Every line from the one with "the camouflage jacket" to the one with "of the smoke", including those two, is to be copied exactly; all other lines of the entries below are left out.

==*==

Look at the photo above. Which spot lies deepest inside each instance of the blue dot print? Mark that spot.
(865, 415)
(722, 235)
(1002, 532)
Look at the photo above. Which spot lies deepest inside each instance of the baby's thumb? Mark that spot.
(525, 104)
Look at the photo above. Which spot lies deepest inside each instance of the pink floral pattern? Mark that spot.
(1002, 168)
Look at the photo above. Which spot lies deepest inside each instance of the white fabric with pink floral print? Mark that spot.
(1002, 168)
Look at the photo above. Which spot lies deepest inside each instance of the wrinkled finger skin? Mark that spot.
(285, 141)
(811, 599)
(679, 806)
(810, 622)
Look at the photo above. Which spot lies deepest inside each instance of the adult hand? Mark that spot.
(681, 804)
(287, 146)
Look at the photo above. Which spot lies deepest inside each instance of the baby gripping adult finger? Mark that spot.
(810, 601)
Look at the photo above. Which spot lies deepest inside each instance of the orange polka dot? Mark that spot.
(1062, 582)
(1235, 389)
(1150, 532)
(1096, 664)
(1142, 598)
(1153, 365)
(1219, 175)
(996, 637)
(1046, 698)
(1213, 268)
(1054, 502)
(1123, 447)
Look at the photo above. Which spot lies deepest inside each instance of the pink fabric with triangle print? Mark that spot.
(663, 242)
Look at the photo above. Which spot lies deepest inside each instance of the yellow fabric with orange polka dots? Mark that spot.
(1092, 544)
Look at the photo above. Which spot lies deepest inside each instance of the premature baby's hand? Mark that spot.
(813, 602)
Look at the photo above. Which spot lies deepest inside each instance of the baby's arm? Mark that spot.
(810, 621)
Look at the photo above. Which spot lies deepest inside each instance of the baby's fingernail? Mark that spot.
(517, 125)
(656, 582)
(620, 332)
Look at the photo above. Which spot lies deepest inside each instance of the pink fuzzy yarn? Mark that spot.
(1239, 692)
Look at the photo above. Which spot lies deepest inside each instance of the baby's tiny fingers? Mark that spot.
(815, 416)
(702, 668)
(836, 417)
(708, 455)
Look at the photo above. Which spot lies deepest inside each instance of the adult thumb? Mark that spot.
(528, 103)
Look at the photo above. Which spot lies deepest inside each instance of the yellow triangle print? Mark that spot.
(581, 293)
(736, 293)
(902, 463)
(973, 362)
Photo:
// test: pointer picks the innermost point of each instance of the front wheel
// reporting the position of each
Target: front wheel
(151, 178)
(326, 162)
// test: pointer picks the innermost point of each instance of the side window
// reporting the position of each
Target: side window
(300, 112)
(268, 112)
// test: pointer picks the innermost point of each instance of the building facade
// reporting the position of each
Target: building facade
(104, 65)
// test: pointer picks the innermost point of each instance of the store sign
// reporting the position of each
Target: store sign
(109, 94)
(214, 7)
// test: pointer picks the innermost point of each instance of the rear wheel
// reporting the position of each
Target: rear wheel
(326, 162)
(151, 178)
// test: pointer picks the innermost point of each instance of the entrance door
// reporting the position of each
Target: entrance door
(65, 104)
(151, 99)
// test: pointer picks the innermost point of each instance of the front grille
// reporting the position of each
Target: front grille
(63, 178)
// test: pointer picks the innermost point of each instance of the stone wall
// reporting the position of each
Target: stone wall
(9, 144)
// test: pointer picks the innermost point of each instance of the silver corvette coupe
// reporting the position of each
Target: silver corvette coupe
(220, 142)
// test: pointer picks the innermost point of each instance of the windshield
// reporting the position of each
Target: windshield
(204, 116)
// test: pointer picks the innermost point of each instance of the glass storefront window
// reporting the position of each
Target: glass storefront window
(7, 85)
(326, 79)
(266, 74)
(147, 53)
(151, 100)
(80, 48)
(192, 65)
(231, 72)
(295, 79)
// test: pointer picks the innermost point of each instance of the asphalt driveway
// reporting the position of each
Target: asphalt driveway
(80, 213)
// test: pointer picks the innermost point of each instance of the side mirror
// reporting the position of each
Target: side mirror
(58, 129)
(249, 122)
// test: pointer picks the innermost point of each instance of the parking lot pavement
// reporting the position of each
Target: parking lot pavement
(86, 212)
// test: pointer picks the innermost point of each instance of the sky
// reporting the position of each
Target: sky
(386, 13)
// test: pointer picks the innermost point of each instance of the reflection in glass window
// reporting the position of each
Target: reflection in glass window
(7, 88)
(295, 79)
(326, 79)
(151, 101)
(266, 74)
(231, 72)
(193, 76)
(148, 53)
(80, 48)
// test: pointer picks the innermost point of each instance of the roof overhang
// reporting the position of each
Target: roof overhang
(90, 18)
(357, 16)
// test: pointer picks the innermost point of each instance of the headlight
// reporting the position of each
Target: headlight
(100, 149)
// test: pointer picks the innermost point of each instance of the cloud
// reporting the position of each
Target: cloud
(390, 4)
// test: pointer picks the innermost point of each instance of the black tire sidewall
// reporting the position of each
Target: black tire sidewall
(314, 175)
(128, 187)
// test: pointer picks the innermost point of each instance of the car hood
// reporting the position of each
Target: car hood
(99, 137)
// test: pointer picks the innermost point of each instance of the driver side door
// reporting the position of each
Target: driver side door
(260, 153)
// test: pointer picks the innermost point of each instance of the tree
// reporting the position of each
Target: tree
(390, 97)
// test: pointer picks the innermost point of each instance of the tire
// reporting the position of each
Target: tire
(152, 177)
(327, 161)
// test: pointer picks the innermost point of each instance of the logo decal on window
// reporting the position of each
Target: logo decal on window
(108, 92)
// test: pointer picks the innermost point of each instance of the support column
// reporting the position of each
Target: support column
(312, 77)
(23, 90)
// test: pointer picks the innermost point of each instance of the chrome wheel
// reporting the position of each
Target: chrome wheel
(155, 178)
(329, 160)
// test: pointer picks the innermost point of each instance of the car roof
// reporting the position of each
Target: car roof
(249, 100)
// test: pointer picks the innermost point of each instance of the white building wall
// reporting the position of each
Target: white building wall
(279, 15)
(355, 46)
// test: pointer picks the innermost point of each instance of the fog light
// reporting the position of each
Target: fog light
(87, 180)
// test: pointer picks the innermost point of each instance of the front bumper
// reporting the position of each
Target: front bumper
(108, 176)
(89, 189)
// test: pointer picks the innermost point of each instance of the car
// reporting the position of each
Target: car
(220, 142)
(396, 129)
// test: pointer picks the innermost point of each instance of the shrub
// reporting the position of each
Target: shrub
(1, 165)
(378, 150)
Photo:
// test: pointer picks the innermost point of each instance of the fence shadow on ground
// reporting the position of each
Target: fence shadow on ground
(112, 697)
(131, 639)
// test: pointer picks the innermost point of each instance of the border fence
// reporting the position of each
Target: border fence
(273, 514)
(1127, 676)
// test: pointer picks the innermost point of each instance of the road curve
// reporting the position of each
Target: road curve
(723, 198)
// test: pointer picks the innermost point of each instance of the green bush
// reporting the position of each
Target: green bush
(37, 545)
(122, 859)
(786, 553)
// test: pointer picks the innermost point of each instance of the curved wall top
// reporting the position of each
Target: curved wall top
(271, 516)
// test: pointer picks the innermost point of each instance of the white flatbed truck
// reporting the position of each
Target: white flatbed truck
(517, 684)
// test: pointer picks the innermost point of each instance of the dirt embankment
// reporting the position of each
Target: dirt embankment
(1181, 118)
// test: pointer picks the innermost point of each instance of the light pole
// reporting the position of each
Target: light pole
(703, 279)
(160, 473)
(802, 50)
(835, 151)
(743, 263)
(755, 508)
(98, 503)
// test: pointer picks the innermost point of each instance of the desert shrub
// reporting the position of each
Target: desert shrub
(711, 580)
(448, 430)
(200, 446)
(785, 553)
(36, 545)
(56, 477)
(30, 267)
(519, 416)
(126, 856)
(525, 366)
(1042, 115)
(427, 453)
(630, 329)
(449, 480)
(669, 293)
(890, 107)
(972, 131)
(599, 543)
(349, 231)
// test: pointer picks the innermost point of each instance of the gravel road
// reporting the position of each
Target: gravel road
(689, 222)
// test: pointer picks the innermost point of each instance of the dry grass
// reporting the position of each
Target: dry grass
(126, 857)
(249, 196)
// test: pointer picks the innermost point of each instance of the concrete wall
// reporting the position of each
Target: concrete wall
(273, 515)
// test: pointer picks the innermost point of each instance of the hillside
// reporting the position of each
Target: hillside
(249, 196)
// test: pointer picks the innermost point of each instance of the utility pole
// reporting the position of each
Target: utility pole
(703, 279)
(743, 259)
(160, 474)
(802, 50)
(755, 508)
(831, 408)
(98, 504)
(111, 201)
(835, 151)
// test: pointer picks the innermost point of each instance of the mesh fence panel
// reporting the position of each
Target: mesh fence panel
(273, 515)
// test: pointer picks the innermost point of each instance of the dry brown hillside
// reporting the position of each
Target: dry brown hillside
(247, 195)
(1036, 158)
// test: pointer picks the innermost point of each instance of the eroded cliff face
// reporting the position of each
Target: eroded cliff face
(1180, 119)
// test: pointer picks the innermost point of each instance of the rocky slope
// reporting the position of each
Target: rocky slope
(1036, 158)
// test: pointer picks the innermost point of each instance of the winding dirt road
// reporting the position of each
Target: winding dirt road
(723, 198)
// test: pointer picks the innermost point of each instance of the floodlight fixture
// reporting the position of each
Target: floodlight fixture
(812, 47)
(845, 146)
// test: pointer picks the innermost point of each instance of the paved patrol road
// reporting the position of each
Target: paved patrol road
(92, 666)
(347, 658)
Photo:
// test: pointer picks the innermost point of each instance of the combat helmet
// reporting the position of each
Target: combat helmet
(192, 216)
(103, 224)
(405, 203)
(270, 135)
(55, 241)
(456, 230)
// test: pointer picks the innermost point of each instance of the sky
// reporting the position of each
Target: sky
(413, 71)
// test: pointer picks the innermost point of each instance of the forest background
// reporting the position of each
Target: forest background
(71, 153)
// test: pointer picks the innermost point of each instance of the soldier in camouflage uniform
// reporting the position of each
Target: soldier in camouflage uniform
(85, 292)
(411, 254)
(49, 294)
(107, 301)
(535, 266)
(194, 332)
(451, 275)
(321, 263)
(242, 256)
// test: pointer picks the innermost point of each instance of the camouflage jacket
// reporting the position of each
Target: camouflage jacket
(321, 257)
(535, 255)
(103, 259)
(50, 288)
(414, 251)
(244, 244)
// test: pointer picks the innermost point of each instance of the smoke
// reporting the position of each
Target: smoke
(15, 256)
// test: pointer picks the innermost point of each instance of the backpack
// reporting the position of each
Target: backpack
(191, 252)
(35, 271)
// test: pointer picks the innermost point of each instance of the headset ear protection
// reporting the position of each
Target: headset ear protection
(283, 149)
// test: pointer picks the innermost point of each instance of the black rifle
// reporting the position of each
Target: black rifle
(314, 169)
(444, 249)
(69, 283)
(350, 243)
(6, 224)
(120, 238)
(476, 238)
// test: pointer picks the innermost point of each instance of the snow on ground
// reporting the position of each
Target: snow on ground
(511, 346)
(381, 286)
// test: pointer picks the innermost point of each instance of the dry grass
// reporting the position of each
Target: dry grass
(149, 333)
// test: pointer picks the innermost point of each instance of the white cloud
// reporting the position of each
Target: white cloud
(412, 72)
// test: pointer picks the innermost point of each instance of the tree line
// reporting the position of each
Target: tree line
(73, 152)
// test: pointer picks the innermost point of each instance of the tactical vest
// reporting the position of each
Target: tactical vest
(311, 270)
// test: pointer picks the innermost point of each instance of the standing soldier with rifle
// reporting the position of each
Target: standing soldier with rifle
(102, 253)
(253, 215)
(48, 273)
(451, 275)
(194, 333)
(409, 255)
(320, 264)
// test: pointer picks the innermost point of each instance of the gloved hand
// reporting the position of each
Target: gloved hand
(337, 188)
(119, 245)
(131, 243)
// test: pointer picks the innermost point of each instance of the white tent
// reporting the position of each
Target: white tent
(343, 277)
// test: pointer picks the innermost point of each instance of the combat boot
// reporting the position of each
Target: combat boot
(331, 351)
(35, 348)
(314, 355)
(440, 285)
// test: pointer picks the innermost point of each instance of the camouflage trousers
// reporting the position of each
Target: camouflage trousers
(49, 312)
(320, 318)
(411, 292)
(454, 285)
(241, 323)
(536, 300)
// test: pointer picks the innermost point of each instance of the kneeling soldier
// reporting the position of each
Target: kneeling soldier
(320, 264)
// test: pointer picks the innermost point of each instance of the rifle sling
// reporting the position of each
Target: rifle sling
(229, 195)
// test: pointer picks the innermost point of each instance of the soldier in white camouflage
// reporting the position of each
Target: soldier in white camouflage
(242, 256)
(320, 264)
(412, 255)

==*==

#### Solution to the exercise
// test: pointer picks the innermost point of each instance of the camouflage jacket
// reporting the position of each
Target: camouflage jacket
(321, 257)
(535, 255)
(103, 259)
(50, 288)
(414, 251)
(244, 244)
// test: pointer picks the innermost point of each instance of the smoke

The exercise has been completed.